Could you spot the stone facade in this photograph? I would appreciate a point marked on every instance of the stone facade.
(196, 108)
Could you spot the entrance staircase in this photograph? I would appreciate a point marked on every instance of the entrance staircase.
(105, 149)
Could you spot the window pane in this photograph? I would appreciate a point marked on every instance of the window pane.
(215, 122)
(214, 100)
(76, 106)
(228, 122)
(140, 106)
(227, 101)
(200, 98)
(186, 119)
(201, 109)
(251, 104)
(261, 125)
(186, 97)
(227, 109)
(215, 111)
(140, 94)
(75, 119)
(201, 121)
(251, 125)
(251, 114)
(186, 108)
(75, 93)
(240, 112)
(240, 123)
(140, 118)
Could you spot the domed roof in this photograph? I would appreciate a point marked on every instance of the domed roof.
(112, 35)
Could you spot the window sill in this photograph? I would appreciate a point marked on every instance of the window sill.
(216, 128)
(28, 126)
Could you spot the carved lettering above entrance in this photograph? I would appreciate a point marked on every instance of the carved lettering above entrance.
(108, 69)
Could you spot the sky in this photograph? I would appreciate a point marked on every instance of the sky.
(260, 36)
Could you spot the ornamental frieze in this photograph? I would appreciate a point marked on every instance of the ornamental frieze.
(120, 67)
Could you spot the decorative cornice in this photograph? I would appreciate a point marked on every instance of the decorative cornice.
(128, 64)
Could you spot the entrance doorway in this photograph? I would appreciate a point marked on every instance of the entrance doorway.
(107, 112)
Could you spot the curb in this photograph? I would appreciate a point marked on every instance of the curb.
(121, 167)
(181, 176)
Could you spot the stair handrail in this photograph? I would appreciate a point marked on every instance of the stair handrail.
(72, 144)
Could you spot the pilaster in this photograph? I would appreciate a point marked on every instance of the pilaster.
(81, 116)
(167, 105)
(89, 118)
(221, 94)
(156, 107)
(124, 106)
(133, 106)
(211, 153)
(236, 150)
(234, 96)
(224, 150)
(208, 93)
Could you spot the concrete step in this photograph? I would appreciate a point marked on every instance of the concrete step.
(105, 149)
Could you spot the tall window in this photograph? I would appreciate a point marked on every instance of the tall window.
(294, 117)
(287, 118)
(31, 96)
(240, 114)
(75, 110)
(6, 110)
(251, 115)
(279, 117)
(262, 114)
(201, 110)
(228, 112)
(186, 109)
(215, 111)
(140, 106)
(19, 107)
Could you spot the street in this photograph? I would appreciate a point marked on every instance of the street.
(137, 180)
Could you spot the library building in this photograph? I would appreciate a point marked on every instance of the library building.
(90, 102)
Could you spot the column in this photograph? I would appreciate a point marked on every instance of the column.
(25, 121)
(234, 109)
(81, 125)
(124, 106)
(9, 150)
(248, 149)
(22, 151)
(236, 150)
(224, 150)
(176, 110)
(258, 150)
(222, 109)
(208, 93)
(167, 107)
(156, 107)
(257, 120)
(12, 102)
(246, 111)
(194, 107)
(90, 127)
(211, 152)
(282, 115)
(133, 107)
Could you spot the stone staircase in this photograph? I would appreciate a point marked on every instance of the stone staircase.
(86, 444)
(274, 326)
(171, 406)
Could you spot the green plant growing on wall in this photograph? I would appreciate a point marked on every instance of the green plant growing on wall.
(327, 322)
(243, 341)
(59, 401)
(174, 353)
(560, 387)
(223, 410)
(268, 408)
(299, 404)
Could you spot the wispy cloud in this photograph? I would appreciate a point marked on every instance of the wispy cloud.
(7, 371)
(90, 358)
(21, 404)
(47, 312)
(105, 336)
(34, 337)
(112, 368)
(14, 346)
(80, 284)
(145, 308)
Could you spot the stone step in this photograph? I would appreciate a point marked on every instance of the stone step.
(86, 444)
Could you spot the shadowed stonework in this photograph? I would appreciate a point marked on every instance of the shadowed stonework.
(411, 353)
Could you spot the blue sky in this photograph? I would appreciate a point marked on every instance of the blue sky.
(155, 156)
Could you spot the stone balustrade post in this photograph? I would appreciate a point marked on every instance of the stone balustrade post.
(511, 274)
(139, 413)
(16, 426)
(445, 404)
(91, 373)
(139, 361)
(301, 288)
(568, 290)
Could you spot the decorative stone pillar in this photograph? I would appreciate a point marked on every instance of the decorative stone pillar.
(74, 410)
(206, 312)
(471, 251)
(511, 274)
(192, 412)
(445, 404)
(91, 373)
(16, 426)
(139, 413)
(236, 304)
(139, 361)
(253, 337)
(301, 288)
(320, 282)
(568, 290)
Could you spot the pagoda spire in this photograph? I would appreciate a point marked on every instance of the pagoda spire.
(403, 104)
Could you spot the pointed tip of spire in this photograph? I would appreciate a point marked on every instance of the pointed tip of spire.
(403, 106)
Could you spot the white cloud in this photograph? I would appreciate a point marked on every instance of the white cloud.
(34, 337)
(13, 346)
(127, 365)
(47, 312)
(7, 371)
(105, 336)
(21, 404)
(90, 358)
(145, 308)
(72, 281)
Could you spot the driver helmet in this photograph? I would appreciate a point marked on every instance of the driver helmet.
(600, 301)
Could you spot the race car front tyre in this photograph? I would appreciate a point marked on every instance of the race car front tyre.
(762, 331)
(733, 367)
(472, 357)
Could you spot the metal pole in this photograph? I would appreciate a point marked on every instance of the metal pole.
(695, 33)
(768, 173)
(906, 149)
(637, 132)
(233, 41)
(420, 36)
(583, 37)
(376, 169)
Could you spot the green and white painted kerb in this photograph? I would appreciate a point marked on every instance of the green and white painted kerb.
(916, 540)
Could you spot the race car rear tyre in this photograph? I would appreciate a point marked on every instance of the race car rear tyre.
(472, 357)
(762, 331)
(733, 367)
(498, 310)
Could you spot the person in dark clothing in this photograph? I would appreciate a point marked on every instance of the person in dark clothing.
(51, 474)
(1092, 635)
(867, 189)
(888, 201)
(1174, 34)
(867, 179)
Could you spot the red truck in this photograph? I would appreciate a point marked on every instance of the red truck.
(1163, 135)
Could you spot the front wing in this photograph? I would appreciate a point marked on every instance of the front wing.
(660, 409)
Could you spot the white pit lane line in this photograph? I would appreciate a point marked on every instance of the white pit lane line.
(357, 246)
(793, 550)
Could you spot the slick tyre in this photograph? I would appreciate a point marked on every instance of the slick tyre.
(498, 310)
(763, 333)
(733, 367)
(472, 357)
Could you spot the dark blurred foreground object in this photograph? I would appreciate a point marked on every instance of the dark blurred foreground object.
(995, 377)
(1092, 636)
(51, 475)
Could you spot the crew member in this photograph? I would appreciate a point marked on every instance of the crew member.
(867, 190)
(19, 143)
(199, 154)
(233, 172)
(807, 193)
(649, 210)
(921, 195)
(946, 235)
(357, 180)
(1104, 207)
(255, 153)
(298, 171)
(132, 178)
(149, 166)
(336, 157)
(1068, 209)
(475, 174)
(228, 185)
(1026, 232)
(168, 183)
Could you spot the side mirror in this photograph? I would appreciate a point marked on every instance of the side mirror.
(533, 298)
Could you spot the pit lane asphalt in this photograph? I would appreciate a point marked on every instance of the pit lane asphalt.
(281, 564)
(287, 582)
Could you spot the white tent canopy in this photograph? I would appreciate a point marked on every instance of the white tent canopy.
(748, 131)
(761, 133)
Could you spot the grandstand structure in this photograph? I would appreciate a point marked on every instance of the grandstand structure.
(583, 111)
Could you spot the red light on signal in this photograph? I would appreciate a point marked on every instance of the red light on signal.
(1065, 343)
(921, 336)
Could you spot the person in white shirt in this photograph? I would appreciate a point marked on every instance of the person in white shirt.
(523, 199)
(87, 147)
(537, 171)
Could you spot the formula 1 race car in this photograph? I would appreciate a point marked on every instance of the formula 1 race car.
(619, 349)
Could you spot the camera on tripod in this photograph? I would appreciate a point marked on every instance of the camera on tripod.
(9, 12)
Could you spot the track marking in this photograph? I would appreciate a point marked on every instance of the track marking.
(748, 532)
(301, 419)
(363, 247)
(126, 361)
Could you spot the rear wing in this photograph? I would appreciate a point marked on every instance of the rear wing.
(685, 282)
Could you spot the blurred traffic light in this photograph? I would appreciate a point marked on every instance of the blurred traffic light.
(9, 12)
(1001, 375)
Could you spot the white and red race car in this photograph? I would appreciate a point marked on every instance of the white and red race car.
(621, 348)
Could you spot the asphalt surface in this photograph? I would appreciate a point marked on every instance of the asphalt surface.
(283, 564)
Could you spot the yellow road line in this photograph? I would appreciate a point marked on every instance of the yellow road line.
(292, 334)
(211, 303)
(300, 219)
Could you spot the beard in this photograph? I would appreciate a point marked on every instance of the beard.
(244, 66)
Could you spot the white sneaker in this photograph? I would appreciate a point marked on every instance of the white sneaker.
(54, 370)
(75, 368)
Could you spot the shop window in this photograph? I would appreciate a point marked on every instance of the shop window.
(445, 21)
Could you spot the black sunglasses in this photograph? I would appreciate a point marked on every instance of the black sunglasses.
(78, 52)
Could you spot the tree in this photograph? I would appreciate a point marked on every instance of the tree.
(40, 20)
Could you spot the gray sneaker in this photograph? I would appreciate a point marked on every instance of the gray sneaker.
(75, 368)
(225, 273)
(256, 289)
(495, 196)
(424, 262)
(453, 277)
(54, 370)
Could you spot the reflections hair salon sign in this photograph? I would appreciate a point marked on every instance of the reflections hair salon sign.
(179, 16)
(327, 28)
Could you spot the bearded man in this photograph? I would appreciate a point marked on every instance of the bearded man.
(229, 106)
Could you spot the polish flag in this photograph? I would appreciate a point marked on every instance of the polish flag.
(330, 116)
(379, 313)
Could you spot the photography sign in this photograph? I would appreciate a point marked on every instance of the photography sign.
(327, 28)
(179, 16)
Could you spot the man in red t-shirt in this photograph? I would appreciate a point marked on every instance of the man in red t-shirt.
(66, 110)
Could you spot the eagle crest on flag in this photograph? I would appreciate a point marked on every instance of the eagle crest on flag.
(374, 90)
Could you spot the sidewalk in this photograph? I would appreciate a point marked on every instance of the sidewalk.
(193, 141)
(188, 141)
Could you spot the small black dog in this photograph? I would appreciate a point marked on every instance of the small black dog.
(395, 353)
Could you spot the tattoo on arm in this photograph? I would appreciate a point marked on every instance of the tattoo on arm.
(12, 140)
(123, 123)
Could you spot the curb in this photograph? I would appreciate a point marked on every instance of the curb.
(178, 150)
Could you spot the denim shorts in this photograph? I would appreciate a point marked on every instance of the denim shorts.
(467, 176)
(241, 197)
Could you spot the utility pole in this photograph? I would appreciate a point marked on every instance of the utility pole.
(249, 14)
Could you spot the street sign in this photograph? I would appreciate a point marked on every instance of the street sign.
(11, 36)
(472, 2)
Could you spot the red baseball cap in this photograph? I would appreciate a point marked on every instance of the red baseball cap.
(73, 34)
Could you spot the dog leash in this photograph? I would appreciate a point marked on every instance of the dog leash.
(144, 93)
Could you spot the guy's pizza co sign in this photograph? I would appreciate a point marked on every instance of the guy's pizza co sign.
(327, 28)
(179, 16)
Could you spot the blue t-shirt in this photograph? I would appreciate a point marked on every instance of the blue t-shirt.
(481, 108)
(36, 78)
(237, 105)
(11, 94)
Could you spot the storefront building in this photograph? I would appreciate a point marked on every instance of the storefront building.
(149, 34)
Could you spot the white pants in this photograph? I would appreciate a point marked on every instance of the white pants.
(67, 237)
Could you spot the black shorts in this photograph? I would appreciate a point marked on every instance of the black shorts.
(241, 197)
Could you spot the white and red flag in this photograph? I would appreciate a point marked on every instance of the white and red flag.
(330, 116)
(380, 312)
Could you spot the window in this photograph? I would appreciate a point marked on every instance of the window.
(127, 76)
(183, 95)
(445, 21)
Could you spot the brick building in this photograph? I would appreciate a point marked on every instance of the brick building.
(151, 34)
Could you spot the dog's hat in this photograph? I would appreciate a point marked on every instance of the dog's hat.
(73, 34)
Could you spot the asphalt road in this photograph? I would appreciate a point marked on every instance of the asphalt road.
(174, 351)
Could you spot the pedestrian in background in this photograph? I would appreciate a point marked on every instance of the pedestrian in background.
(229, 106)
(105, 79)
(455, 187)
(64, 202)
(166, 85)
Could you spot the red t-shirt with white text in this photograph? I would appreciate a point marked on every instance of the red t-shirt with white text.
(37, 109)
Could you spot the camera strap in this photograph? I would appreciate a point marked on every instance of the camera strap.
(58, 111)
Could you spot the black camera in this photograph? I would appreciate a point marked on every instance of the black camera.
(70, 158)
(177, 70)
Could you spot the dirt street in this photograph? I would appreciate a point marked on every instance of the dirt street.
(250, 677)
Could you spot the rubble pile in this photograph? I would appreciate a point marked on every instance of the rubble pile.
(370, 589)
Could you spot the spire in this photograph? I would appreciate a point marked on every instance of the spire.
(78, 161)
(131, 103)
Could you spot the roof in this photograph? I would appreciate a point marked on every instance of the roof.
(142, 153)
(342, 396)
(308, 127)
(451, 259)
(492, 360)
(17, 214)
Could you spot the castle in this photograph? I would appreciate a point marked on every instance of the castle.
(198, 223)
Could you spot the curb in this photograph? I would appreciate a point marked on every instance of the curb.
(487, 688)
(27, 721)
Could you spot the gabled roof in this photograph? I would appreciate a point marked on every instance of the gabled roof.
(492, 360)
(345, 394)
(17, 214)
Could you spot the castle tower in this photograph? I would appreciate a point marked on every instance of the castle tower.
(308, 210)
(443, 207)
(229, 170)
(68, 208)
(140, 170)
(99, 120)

**Exercise requirements:**
Reproduce the records above exactly, starting with the line that contains "Could you spot the spire" and ending with the last line.

**Written response:**
Could you spot the spire in this photograph? I would appreciate a point marked on every instance of the spire.
(78, 161)
(131, 103)
Could you spot the roof in this photograph? I would appreciate a point marked on every instance of the roof.
(142, 153)
(342, 396)
(308, 127)
(451, 259)
(492, 360)
(17, 214)
Could you spot the castle in this photograph? I would appreciate a point marked on every instance of the castle.
(198, 223)
Could you spot the curb in this photograph? I would appreciate a point marked on every instance of the curb.
(487, 688)
(27, 721)
Could you spot the gabled roof in this photograph? I would appreciate a point marked on every instance of the gabled roof.
(492, 360)
(345, 394)
(17, 214)
Could you spot the castle tower in this photograph? I would appreciate a point marked on every instance of the castle tower.
(308, 210)
(443, 207)
(229, 170)
(68, 208)
(140, 170)
(99, 120)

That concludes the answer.